→ SELECTED TEXT:
********************

This blog post will guide you through setting up a monitoring system for your Proxmox cluster using Prometheus and Grafana. By implementing this solution, you’ll gain valuable insights into the health and performance of your Proxmox environment, allowing you to identify potential issues before they escalate and optimize resource allocation for your virtual machines and containers.
Who should follow this guide?
This guide is ideal for those who are already comfortable with Proxmox and want to add a monitoring layer to their setup. Basic understanding of Linux concepts and familiarity with navigating the command line will be helpful.
The setup#
I’m going to setup my monitoring in a way that I don’t have to install anything on my Proxmox nodes. Instead, I will install the complete monitoring stack on one of the VMs running in my cluster. Like in the following diagram, I’ll have an AlmaLinux server running in my cluster that will host the following:
- Prometheus Server
- Grafana
- Prometheus VE Exporter
Security Considerations:
While the guide demonstrates the configuration process, it’s important to note that the example uses a weak password for Prometheus.
Introducing the Tools:#
Prometheus:#
An open-source monitoring system that acts like a central collector, scraping metrics from various sources like Proxmox VE at regular intervals and storing them in a time-series database.

********************

Records from a dataset:
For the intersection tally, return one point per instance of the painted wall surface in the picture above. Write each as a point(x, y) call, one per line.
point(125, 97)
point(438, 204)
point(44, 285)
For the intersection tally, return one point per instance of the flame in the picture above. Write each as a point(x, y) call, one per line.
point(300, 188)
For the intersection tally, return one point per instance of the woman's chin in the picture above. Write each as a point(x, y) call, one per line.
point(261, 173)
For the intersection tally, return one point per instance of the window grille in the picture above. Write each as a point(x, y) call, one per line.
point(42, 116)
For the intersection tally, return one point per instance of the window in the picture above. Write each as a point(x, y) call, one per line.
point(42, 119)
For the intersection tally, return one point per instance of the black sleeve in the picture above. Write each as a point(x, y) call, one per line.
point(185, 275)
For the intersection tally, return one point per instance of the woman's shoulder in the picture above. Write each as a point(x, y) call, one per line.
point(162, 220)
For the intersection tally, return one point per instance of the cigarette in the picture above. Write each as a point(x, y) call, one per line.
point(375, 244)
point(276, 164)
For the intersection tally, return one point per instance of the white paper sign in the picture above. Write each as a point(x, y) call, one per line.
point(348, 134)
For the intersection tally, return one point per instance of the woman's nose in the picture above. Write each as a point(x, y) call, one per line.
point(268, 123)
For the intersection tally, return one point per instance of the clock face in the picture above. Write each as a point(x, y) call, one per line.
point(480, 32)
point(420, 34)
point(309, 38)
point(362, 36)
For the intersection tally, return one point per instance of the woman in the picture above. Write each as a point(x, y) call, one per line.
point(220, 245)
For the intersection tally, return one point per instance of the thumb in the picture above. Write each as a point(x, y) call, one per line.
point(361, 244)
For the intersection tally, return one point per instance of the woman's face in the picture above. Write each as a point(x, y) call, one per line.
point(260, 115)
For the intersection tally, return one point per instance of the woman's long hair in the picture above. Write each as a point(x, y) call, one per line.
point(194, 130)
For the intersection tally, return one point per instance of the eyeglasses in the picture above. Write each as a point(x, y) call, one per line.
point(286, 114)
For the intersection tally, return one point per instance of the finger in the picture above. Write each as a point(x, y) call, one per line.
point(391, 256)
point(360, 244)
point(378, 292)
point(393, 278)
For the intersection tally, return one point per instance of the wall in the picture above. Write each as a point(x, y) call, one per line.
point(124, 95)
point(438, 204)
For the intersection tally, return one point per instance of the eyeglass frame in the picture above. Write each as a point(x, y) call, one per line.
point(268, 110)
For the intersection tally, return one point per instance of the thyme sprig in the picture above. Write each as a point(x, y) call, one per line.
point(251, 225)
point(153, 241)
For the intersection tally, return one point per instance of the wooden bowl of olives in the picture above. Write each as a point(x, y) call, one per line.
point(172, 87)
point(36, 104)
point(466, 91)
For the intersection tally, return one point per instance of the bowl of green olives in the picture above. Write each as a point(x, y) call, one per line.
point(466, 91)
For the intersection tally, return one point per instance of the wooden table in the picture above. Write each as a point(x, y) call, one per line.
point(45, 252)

********************

→ WRITTEN INSTRUCTION 1: In the Proxmox monitoring guide, which Linux distribution runs on the server that hosts the monitoring stack?
→ WRITTEN INSTRUCTION 2: Write the next part of the Proxmox monitoring guide, picking up right after its description of Prometheus.

→ EXPECTED ANSWER 1: AlmaLinux.

→ EXPECTED ANSWER 2:
Grafana:#
An open-source platform for visualizing data. It allows you to create interactive dashboards that display the metrics collected by Prometheus, making it easy to understand resource utilization, identify trends, and troubleshoot issues.
With a combination of this two tools in your Proxmox cluster you can have the following benefits:
- Enhanced Visibility: Gain real-time insights into your Proxmox VE performance, including CPU, memory, storage, and network usage.
- Proactive Problem Detection: Identify potential issues before they escalate, allowing you to take preventive action.
- Improved Resource Management: Optimize resource allocation for your virtual machines and containers based on actual usage data.
- Informed Decision Making: Gain data-driven insights to make informed choices about scaling your Proxmox VE infrastructure.
Setting Up Monitoring#
Prometheus#
Installation#
There are many options to install, I’ll use one of the official precompiled binaries provided on their dowloads page
So I’ll just download their tar file and extract the downloaded file with the following command.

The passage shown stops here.